- [PROBLEM]:
Set out the lines of the records below as a JSON list of strings, one string per line and blank lines left out, covering only the part that opens with the line containing "Would you mind marking the hanging" and closes at the end of the records, both ends included.

- [INFORMATION SHOWN]:
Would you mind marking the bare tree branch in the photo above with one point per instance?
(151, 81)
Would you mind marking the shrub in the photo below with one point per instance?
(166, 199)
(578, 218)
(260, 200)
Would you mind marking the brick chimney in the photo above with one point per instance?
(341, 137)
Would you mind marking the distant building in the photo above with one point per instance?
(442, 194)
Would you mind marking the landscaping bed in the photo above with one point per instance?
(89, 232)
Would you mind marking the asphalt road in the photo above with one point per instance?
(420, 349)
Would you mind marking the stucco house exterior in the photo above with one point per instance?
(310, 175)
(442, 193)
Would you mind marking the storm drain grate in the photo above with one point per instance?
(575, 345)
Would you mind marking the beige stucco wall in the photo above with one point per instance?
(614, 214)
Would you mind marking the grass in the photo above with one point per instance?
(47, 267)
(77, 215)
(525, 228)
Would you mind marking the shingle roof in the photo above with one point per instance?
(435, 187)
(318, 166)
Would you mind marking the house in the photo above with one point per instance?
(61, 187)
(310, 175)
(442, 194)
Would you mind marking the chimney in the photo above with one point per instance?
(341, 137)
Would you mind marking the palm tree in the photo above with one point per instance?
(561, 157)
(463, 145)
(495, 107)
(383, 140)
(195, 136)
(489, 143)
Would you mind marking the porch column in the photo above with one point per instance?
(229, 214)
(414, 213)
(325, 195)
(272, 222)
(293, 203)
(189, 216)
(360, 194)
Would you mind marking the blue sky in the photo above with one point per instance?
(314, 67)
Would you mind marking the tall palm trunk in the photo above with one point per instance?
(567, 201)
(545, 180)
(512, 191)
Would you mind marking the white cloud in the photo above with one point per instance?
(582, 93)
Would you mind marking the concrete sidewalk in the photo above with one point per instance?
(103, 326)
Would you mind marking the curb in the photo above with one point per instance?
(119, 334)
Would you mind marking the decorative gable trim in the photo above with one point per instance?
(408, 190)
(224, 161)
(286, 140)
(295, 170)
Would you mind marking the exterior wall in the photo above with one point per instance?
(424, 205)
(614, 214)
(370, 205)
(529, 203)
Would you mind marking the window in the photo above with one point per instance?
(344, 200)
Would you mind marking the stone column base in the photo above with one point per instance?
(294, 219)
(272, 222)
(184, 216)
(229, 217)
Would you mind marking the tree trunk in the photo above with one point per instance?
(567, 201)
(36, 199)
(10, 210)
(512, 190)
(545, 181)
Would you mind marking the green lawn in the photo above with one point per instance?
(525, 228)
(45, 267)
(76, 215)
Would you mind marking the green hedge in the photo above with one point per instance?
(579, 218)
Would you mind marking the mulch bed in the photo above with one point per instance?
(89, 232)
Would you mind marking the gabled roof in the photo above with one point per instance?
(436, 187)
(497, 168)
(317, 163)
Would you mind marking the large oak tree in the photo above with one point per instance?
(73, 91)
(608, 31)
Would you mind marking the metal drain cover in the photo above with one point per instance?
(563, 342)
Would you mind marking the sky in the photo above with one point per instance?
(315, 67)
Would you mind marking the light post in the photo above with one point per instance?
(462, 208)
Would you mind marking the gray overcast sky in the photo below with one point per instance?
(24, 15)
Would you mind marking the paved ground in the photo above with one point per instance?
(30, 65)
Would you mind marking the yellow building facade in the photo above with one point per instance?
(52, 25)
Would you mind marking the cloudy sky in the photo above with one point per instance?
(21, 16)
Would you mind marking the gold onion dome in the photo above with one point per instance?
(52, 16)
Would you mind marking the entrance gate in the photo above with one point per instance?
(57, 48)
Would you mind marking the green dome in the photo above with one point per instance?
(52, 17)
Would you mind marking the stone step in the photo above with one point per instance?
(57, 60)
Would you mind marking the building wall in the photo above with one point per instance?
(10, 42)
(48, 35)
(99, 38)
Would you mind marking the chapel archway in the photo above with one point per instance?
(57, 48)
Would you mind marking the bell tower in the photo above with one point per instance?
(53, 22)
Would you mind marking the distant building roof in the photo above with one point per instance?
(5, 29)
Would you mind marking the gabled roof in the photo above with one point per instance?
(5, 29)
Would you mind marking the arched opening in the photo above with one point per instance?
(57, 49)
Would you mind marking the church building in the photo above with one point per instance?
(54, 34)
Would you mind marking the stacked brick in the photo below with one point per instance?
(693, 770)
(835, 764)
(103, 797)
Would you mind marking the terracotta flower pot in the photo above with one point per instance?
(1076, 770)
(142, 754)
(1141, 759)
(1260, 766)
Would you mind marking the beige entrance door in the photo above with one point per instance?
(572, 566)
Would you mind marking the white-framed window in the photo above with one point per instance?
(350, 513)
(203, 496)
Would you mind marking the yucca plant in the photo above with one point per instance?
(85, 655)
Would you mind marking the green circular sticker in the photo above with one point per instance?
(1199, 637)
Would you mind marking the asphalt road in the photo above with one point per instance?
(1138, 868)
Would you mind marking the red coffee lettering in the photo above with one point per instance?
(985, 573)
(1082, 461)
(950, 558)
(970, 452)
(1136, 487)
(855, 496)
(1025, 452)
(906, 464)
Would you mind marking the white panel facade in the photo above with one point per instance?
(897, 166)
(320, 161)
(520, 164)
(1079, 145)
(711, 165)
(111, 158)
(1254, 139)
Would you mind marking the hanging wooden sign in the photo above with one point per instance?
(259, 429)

- [EXPECTED OUTPUT]:
[
  "Would you mind marking the hanging wooden sign in the photo above with one point per instance?",
  "(259, 429)"
]